To be done: The records below must be retyped exactly.

(Records of labeled points)
□ □ □ □

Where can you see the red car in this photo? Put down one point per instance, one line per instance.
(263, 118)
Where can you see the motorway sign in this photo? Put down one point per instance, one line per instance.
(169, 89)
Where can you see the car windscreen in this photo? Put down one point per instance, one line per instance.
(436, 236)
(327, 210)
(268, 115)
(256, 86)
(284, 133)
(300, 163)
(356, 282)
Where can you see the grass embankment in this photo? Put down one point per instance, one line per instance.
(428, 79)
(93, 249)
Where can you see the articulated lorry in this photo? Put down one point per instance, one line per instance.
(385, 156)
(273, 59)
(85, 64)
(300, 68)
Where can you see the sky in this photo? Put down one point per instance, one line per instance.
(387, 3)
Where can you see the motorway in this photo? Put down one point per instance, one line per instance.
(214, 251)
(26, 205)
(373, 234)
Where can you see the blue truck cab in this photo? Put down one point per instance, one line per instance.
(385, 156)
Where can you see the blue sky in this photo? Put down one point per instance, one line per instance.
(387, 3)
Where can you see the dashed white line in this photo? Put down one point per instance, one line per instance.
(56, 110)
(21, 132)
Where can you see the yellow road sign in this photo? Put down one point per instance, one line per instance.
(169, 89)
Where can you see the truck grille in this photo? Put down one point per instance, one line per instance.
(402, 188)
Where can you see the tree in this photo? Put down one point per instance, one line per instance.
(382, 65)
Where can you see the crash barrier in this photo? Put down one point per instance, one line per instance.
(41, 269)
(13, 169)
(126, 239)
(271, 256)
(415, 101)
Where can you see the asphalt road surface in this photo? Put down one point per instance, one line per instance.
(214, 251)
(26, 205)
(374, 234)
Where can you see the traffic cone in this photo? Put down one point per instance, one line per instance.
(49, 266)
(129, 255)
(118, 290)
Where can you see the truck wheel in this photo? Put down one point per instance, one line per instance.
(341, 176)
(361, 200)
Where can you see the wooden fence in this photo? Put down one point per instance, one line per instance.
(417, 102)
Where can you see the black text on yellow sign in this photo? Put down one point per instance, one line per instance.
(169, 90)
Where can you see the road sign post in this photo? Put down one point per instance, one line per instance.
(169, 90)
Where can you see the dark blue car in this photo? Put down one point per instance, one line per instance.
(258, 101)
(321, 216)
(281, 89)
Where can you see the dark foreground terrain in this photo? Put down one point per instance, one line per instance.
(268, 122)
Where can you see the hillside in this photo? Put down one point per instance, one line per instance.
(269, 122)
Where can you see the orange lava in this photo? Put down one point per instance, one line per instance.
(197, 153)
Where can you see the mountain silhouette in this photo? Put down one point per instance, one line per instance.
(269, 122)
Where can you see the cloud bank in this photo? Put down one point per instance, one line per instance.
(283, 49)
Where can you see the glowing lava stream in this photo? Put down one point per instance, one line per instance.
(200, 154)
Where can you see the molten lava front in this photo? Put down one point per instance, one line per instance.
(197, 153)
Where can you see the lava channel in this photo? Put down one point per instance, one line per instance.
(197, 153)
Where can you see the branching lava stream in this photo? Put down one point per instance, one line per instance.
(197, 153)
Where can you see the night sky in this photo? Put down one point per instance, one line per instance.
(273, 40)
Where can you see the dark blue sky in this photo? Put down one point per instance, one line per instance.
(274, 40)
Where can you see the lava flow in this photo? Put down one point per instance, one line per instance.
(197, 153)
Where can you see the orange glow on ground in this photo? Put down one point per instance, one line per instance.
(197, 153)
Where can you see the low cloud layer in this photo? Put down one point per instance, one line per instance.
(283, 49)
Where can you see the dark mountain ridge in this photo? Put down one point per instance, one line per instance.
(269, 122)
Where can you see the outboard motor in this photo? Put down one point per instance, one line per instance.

□ □ □ □

Result below:
Where can you see the red car in this photo? Put down one point per instance, one line per instance.
(263, 118)
Where can you see the motorway sign in this photo? Put down one point per instance, one line per instance.
(169, 89)
Where can you see the car windscreen in this photo? Put down one point per instance, one line per instance.
(436, 236)
(327, 210)
(268, 115)
(256, 86)
(284, 133)
(300, 163)
(356, 282)
Where can you see the grass embankment in this photo? Put down one point per instance, one line per instance.
(428, 79)
(93, 249)
Where can you see the articulated lorry in this photo? Put down one point per instance, one line per instance.
(385, 156)
(273, 59)
(85, 64)
(300, 68)
Where can you see the sky in this photo? Put down one point per instance, one line per instance.
(387, 3)
Where can you see the motorway in this photo? Put down one point per instance, one line per instance.
(214, 251)
(26, 205)
(373, 234)
Where can you see the blue truck cab in this photo? Put down one point per instance, one line per instance.
(385, 156)
Where can you see the blue sky in this photo? Put down one point per instance, one line per instance.
(387, 3)
Where can you see the dashed white line in this photo? Put down one point per instance, one line per instance.
(56, 110)
(21, 132)
Where can you see the yellow road sign in this photo? Put down one point per instance, one line per instance.
(169, 89)
Where can you see the truck grille in this photo? Put down one point per instance, one line per instance.
(402, 188)
Where can you see the tree in this photo? Put down one point per instance, one line per instance.
(382, 65)
Where can you see the crash barrier in this photo? Put down one point per instance, one line per instance.
(41, 269)
(13, 169)
(126, 239)
(271, 256)
(415, 101)
Where can you see the asphalt road surface in this photo? Put down one point per instance, one line per instance.
(214, 251)
(26, 205)
(374, 234)
Where can you see the traffic cone in this photo? Put down one point per instance, one line per instance.
(49, 266)
(129, 255)
(118, 290)
Where can you see the truck wheel in this photo? Put down one point per instance, one line per instance.
(341, 176)
(361, 200)
Where can you see the wooden fence in this photo? Put down one point per instance, one line per instance.
(417, 102)
Where can you see the black text on yellow sign in this photo? Put down one point per instance, one line per instance.
(169, 90)
Where can you see the road sign post in this photo? Put down one point per instance, one line per instance.
(169, 90)
Where can you see the dark blue car in this photo? Put down one point per instance, one line per instance.
(258, 101)
(321, 216)
(281, 89)
Where can you see the dark foreground terrain in this photo? Put down one point per instance, one line per instance.
(268, 122)
Where can you see the hillside in this photo? Put down one point per instance, one line per instance.
(269, 122)
Where can you see the orange lava in this photo? Put down one point per instance, one line per instance.
(197, 153)
Where can you see the mountain silhouette in this photo? Put down one point per instance, one line per instance.
(269, 122)
Where can you see the cloud bank in this photo? Put down one point per instance, one line per instance.
(283, 49)
Where can you see the glowing lava stream in this photo? Put down one point per instance, one line per instance.
(200, 154)
Where can you see the molten lava front in this photo? Put down one point per instance, one line per instance.
(197, 153)
Where can you see the lava channel in this photo? Put down one point per instance, one line per instance.
(197, 153)
Where can you see the branching lava stream in this photo? Put down one point per instance, one line per instance.
(197, 153)
Where can you see the night sky in this photo? Put down one point per instance, one line per instance.
(273, 40)
Where can you see the dark blue sky in this photo? Put down one point per instance, one line per instance.
(274, 40)
Where can you see the lava flow in this photo? Put down one point per instance, one line per instance.
(197, 153)
Where can you see the orange glow on ground in this photo? Put down one point per instance, one line per instance.
(197, 153)
Where can you see the low cloud layer in this photo? Put down one point per instance, one line per instance.
(283, 49)
Where can you see the dark mountain ridge in this photo? Put down one point per instance, one line per instance.
(269, 122)
Where can you see the outboard motor in this photo? Put down one point per instance, one line per instance.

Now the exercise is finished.